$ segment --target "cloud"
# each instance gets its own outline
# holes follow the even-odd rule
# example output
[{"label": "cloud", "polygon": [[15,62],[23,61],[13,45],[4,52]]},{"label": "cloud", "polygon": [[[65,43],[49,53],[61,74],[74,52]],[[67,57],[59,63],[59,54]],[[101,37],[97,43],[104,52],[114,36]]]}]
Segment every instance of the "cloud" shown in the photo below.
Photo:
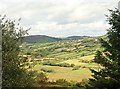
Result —
[{"label": "cloud", "polygon": [[117,0],[1,0],[0,13],[22,18],[30,34],[50,36],[104,35],[108,27],[104,14]]},{"label": "cloud", "polygon": [[[49,36],[71,36],[71,35],[90,35],[96,36],[105,34],[107,23],[103,21],[80,24],[68,23],[57,24],[57,22],[38,22],[36,25],[31,26],[35,30],[30,31],[30,34],[48,34]],[[46,29],[47,28],[47,29]]]}]

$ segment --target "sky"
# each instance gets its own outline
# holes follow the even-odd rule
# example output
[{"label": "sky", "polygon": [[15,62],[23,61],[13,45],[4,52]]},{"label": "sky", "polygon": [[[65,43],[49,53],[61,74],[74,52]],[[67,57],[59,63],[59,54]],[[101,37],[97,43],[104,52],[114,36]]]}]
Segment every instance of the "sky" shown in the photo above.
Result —
[{"label": "sky", "polygon": [[30,28],[29,35],[101,36],[109,28],[105,14],[118,0],[0,0],[0,14]]}]

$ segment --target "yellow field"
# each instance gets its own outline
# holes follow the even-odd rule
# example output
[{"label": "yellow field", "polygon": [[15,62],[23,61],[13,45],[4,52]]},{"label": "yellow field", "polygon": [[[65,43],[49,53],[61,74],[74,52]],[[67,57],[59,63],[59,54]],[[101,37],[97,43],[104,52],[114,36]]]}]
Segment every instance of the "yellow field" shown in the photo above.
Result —
[{"label": "yellow field", "polygon": [[42,65],[37,64],[33,68],[34,70],[40,71],[41,68],[53,70],[54,72],[46,72],[49,81],[55,81],[58,79],[66,79],[67,81],[82,81],[83,79],[88,79],[91,77],[91,71],[89,68],[98,68],[98,64],[96,63],[85,63],[81,60],[91,61],[94,59],[95,55],[89,55],[81,57],[80,59],[69,59],[62,61],[60,63],[69,63],[74,64],[75,66],[80,66],[78,70],[73,70],[73,67],[59,67],[59,66],[50,66],[50,65]]},{"label": "yellow field", "polygon": [[54,81],[57,79],[66,79],[68,81],[82,81],[82,79],[88,79],[91,77],[91,72],[88,68],[80,68],[79,70],[72,70],[69,67],[58,67],[58,66],[48,66],[48,65],[36,65],[35,70],[40,70],[41,68],[47,68],[54,70],[53,73],[46,73],[49,81]]},{"label": "yellow field", "polygon": [[80,60],[91,61],[94,59],[94,57],[95,55],[88,55],[88,56],[81,57]]}]

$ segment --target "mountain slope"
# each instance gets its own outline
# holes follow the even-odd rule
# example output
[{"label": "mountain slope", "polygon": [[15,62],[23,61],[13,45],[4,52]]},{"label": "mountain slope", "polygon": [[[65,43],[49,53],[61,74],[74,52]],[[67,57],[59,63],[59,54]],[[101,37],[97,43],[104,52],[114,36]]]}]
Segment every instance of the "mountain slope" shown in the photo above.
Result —
[{"label": "mountain slope", "polygon": [[28,43],[44,43],[44,42],[55,42],[55,41],[60,41],[62,39],[60,38],[55,38],[55,37],[50,37],[50,36],[45,36],[45,35],[31,35],[31,36],[25,36],[23,41],[28,42]]},{"label": "mountain slope", "polygon": [[79,40],[79,39],[83,39],[85,37],[88,37],[88,36],[69,36],[66,39],[68,39],[68,40]]},{"label": "mountain slope", "polygon": [[62,40],[79,40],[83,38],[89,38],[89,36],[69,36],[66,38],[55,38],[46,35],[30,35],[30,36],[25,36],[23,41],[28,43],[46,43],[46,42],[55,42]]}]

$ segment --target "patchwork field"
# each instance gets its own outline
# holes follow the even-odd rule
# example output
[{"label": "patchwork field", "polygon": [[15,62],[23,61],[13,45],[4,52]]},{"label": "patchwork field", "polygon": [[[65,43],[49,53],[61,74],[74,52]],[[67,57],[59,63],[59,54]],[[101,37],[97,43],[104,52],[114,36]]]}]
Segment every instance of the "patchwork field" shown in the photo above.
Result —
[{"label": "patchwork field", "polygon": [[49,81],[66,79],[82,81],[91,77],[90,68],[98,69],[93,62],[97,50],[101,50],[97,38],[65,40],[51,43],[24,43],[21,54],[32,70],[44,72]]},{"label": "patchwork field", "polygon": [[50,81],[57,79],[66,79],[68,81],[81,81],[83,78],[87,79],[91,77],[90,70],[88,68],[79,68],[78,70],[72,70],[68,67],[58,67],[58,66],[42,66],[36,65],[34,70],[40,71],[40,69],[53,70],[52,73],[46,73]]}]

EXERCISE: For each line of the data that includes the word "target", return a copy of it.

OUTPUT:
$ segment --target "cloud"
$ segment --target "sky"
$ segment --target "yellow field"
$ segment --target "mountain slope"
$ segment --target "patchwork field"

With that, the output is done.